◆ TESTO CITATO
La rescissione del giudicato: le modifiche introdotte con la Riforma penale

Ciro Iorio
19 Luglio 2017

Il Legislatore con la legge 103/2017 ha provveduto ad abrogare l'art. 625-ter del codice di rito, a sua volta aggiunto solo di recente dall'art. 11 l. 8 aprile 2014 n. 67, contestualmente al superamento del giudizio contumaciale inserendo la nuova previsione normativa di cui all'art. 629-bis c.p.p. che, a differenza della precedente e abrogata previsione normativa, trasferisce la cognizione sulle richieste di rescissione del giudicato alla Corte di Appello chiamata a provvedere con le forme del giudizio camerale ai sensi dell'art. 127 c.p.p.
Abstract

Con la riforma del processo penale, legge 103/2017, il Legislatore ha elaborato un intervento normativo articolato e spaziante in molteplici settori dell'ordinamento sostanziale e processuale introducendo, tra le altre cose, importanti novità anche in tema di rescissione del giudicato.

Il Legislatore, infatti, ha provveduto ad abrogare l'art. 625-ter del codice di rito, a sua volta aggiunto solo di recente dall'art. 11 l. 8 aprile 2014 n. 67, contestualmente al superamento del giudizio contumaciale, inserendo la nuova previsione normativa di cui all'art. 629-bis c.p.p. che, a differenza della precedente e abrogata previsione normativa, trasferisce la cognizione sulle richieste di rescissione del giudicato alla Corte di Appello chiamata a provvedere con le forme del giudizio camerale ai sensi dell'art. 127 c.p.p.

Il quadro normativo

La legge 103/2017, recante Modifiche al codice penale, al codice di procedura penale e all'ordinamento penitenziario, introduce all'interno del codice di rito il nuovo art. 629-bis che sostituisce la precedente previsione normativa in tema di rescissione del giudicato dettata dall'ormai abrogato art. 625-ter c.p.p., introdotta solo di recente nell'ordinamento processuale penale con la l. 67 del 2014, contestualmente al superamento del giudizio contumaciale.

Ai procedimenti contumaciali trattati secondo la normativa antecedente alla entrata in vigore della legge 28 aprile 2014, n. 67, continua ad applicarsi la disciplina della restituzione nel termine per proporre impugnazione dettata dall'art. 175, comma 2, c.p.p.

La novella legislativa si differenzia dalla previgente previsione normativa nella parte in cui trasferisce la cognizione sulle richieste di rescissione del giudicato alla Corte di appello.

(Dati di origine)
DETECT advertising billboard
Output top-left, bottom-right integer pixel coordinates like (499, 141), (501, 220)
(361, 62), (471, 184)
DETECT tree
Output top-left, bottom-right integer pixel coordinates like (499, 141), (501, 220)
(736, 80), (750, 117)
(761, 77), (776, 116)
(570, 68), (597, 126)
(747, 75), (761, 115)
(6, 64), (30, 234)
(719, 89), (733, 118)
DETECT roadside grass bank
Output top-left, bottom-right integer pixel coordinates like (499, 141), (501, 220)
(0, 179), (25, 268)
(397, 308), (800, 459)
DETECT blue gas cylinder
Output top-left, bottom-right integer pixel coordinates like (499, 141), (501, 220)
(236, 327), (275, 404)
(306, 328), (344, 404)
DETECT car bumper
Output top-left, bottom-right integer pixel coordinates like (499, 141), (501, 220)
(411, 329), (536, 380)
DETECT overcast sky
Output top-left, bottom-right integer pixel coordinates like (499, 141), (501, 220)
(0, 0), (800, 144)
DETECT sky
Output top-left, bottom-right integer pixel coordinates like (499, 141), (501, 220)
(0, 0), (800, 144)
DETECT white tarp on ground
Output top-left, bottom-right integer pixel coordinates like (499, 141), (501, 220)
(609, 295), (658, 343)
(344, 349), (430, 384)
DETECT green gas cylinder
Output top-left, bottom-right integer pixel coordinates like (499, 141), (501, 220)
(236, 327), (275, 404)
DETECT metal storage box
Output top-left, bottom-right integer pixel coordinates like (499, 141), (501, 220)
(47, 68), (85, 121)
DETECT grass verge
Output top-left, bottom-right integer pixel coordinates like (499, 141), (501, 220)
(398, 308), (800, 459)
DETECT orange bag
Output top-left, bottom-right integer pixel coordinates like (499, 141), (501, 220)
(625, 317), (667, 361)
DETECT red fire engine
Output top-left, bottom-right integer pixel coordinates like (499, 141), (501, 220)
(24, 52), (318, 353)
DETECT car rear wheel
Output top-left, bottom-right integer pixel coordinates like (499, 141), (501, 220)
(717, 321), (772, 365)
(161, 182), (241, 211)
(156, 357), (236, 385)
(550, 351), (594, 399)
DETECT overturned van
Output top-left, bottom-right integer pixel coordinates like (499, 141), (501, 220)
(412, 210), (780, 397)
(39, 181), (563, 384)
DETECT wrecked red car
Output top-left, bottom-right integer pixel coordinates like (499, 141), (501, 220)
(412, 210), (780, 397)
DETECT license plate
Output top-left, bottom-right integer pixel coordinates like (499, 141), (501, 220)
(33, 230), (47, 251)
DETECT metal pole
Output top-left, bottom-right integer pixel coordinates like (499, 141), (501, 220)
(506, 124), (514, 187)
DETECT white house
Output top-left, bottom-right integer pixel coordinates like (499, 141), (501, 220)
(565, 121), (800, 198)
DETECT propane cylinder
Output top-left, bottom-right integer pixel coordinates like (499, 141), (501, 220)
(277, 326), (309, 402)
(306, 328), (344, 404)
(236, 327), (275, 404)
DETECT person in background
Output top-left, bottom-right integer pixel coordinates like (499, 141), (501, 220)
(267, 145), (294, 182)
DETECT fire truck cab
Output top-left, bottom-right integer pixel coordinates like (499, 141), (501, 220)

◆ CONSEGNE SCRITTE
a. Risponda, in base al testo sulla rescissione del giudicato, alle seguenti domande:
(i) Con quale legge il Legislatore ha abrogato l'art. 625-ter c.p.p.?
(ii) A quale organo il nuovo art. 629-bis c.p.p. trasferisce la cognizione sulle richieste di rescissione del giudicato?
(iii) Quale disciplina continua ad applicarsi ai procedimenti contumaciali trattati secondo la normativa antecedente alla legge 28 aprile 2014, n. 67?
b. Elenchi tutti gli articoli del codice di procedura penale richiamati nel testo sulla rescissione del giudicato.
c. Prosegua il testo sulla rescissione del giudicato a partire dall'ultima frase riportata.

◆ RISULTATI DELL'ESERCIZIO
a.
(i) Con la legge 103/2017.
(ii) Alla Corte di appello.
(iii) La disciplina della restituzione nel termine per proporre impugnazione dettata dall'art. 175, comma 2, c.p.p.

b.
- art. 625-ter
- art. 629-bis
- art. 127
- art. 175, comma 2

c.
Il primo comma dell'art. 629-bis c.p.p., analogamente alla previgente disposizione, stabilisce che «il condannato o il sottoposto a misura di sicurezza con sentenza passata in giudicato, nei cui confronti si sia proceduto in assenza per tutta la durata del processo, può chiedere la rescissione del giudicato qualora provi che l'assenza è stata dovuta ad una incolpevole mancata conoscenza della celebrazione del processo».

Con tale previsione si vuole in sostanza rimediare all'errore consistito nell'aver svolto il processo in assenza dell'imputato pur quando non v'erano le ragioni per procedere oltre, come previsto dalla l. 67 del 2014, con riferimento alla sospensione del processo nei confronti degli imputati irreperibili.

Come anticipato, differenze si rinvengono in merito all'Autorità giudiziaria competente a provvedere sulle richieste.

In buona sostanza il Legislatore prevede che la richiesta di rescissione del giudicato possa essere presentata, a pena di inammissibilità, personalmente dall'interessato o da un difensore munito di procura speciale autenticata nelle forme di cui all'articolo 583, comma 3, c.p.p., entro trenata giorni dal momento dell'avvenuta conoscenza del procedimento alla Corte di appello nel cui distretto ha sede il giudice che ha emesso il provvedimento.

La richiesta di rescissione del giudicato, avendo natura di mezzo di impugnazione straordinaria, si deposita nella cancelleria del giudice di merito la cui sentenza è stata posta in esecuzione.

La Corte di appello, non più la Corte di cassazione, provvede per espressa previsione normativa a norma dell'art. 127 c.p.p. e, se accoglie la richiesta, revoca la sentenza e dispone la trasmissione degli atti al giudice di primo grado.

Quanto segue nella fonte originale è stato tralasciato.